Goal:
Lay out the rows as a numbered list, from the very first line through the line holding "(1015, 658)", inclusive, skipping any blank lines.

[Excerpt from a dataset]
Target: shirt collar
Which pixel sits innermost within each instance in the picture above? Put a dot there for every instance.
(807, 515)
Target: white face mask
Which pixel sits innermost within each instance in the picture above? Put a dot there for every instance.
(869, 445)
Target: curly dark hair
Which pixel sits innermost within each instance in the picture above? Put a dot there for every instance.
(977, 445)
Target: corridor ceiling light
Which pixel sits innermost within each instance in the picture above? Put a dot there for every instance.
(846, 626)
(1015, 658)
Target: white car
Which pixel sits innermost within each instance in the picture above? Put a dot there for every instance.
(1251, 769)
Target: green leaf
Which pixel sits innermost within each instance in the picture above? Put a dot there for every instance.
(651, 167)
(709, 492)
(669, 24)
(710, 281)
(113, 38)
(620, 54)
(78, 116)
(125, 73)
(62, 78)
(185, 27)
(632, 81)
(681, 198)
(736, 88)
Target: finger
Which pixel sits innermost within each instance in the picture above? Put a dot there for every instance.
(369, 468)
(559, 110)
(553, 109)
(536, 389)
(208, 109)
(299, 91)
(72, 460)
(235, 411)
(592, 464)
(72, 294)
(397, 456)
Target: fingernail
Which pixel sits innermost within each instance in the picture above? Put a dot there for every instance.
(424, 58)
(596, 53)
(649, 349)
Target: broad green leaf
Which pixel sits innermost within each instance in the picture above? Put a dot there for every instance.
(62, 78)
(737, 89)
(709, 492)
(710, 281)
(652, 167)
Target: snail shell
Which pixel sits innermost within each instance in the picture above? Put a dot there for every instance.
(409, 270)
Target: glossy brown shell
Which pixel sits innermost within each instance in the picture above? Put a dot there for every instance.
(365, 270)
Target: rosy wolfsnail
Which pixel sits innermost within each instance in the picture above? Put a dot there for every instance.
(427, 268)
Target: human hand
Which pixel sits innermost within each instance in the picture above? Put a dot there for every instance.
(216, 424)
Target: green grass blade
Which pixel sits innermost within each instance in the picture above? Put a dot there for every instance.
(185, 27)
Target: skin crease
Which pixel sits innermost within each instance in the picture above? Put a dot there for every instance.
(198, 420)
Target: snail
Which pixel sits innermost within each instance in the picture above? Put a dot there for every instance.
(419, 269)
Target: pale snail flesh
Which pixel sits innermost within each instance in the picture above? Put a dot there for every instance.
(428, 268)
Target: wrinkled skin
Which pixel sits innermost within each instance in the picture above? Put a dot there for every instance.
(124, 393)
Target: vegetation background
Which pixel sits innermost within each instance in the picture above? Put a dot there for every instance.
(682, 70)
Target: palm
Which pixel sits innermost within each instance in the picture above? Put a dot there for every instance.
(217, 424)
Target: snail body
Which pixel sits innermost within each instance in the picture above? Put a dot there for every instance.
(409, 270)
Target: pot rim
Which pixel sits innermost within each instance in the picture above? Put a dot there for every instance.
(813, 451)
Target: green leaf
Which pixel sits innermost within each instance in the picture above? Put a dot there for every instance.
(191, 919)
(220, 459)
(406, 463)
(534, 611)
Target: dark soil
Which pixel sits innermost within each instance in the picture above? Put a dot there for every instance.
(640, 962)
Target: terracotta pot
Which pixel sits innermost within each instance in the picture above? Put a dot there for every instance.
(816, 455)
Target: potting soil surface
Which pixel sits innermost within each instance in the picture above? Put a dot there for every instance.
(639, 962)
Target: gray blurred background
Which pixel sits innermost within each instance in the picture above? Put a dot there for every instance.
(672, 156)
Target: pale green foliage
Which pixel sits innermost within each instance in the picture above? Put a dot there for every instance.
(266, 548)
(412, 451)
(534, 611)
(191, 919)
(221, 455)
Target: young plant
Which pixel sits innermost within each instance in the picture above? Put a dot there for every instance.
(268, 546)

Solution below:
1. Target: shirt collar
2. Which pixel sits innermost within each instance in the picture above? Put a dot there for every instance.
3. (807, 515)
4. Target: white face mask
5. Which pixel sits innermost within each instance in the picture above? Put a dot there for every instance.
6. (869, 445)
7. Target: curly dark hair
8. Which pixel sits innermost within each instance in the picture above? Put a dot there for every instance.
9. (977, 445)
10. Target: corridor ceiling light
11. Which pixel sits innermost within each instance in the picture above? Put a dot there for every instance.
12. (846, 626)
13. (1015, 658)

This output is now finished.